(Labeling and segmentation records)
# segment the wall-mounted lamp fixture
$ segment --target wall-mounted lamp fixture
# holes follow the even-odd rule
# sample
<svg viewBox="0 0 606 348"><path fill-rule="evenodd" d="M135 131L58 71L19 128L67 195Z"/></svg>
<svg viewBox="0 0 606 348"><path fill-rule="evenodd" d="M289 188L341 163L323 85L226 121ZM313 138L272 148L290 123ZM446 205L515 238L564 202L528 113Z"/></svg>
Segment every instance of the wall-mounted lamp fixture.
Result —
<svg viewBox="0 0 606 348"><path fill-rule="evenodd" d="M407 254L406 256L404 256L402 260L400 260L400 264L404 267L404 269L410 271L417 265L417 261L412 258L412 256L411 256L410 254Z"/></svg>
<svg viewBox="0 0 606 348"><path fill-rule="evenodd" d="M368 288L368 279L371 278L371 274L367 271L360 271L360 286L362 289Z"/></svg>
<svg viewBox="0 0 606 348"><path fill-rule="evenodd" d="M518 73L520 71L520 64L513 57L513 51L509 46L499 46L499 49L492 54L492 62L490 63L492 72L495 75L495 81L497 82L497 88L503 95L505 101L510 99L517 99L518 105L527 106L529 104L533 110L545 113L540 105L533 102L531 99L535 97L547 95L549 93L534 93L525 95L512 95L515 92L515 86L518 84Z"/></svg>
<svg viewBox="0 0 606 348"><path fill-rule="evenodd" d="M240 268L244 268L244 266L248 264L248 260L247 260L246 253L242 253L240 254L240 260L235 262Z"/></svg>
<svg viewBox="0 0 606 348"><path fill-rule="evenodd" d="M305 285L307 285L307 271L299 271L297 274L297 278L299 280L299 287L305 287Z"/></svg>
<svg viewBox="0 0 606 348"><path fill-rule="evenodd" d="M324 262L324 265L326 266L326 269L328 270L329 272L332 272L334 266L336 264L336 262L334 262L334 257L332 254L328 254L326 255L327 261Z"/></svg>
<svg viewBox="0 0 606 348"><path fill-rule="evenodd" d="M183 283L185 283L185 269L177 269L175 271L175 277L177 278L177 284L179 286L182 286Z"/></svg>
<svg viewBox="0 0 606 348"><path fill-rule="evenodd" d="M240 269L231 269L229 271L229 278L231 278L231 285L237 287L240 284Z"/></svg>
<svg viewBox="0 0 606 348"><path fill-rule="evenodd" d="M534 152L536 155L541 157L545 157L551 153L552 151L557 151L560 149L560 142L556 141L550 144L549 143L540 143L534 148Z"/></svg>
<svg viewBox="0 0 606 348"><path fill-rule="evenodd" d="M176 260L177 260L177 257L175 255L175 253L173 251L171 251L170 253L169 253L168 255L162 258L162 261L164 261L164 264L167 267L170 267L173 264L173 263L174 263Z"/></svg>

- TASK STATEMENT -
Reproduce every item above character for character, with no changes.

- CORRECT ANSWER -
# segment the wall-mounted lamp fixture
$ segment --target wall-mounted lamp fixture
# holes follow the even-odd rule
# sample
<svg viewBox="0 0 606 348"><path fill-rule="evenodd" d="M135 131L58 71L19 128L67 195Z"/></svg>
<svg viewBox="0 0 606 348"><path fill-rule="evenodd" d="M289 188L341 163L323 85L226 121ZM313 138L272 148L290 123ZM446 205L515 238L564 202L528 113Z"/></svg>
Segment every instance of the wall-mounted lamp fixture.
Result —
<svg viewBox="0 0 606 348"><path fill-rule="evenodd" d="M407 254L406 256L404 256L402 260L400 260L400 264L404 267L404 269L410 271L417 265L417 261L412 258L412 256L411 256L410 254Z"/></svg>
<svg viewBox="0 0 606 348"><path fill-rule="evenodd" d="M368 288L368 279L371 278L371 274L367 271L360 271L360 286L362 289Z"/></svg>
<svg viewBox="0 0 606 348"><path fill-rule="evenodd" d="M518 73L520 71L520 64L513 57L513 51L509 46L499 46L499 49L492 54L492 62L490 63L492 72L495 75L495 81L497 82L497 88L503 95L505 101L510 99L517 99L518 105L527 106L529 104L533 110L545 113L540 105L533 102L531 99L535 97L547 95L549 93L534 93L525 95L512 95L515 92L515 86L518 84Z"/></svg>
<svg viewBox="0 0 606 348"><path fill-rule="evenodd" d="M240 268L244 268L244 266L248 264L248 260L247 260L246 253L242 253L240 254L240 260L235 262Z"/></svg>
<svg viewBox="0 0 606 348"><path fill-rule="evenodd" d="M305 285L307 285L307 271L299 271L297 274L297 278L299 280L299 287L305 287Z"/></svg>
<svg viewBox="0 0 606 348"><path fill-rule="evenodd" d="M324 262L324 265L326 266L326 269L328 270L329 272L332 272L334 266L336 264L336 262L334 262L334 257L332 254L328 254L326 255L327 261Z"/></svg>
<svg viewBox="0 0 606 348"><path fill-rule="evenodd" d="M183 283L185 283L185 269L177 269L175 271L175 277L177 278L177 284L179 286L182 286Z"/></svg>
<svg viewBox="0 0 606 348"><path fill-rule="evenodd" d="M240 269L231 269L229 271L229 278L231 278L231 285L237 287L240 284Z"/></svg>
<svg viewBox="0 0 606 348"><path fill-rule="evenodd" d="M534 152L536 155L541 157L545 157L551 153L552 151L557 151L560 149L560 142L556 141L550 144L549 143L540 143L534 148Z"/></svg>
<svg viewBox="0 0 606 348"><path fill-rule="evenodd" d="M176 260L177 260L177 257L175 255L175 253L173 251L171 251L170 253L169 253L168 255L162 258L162 261L164 261L164 264L167 267L170 267L173 264L173 263L174 263Z"/></svg>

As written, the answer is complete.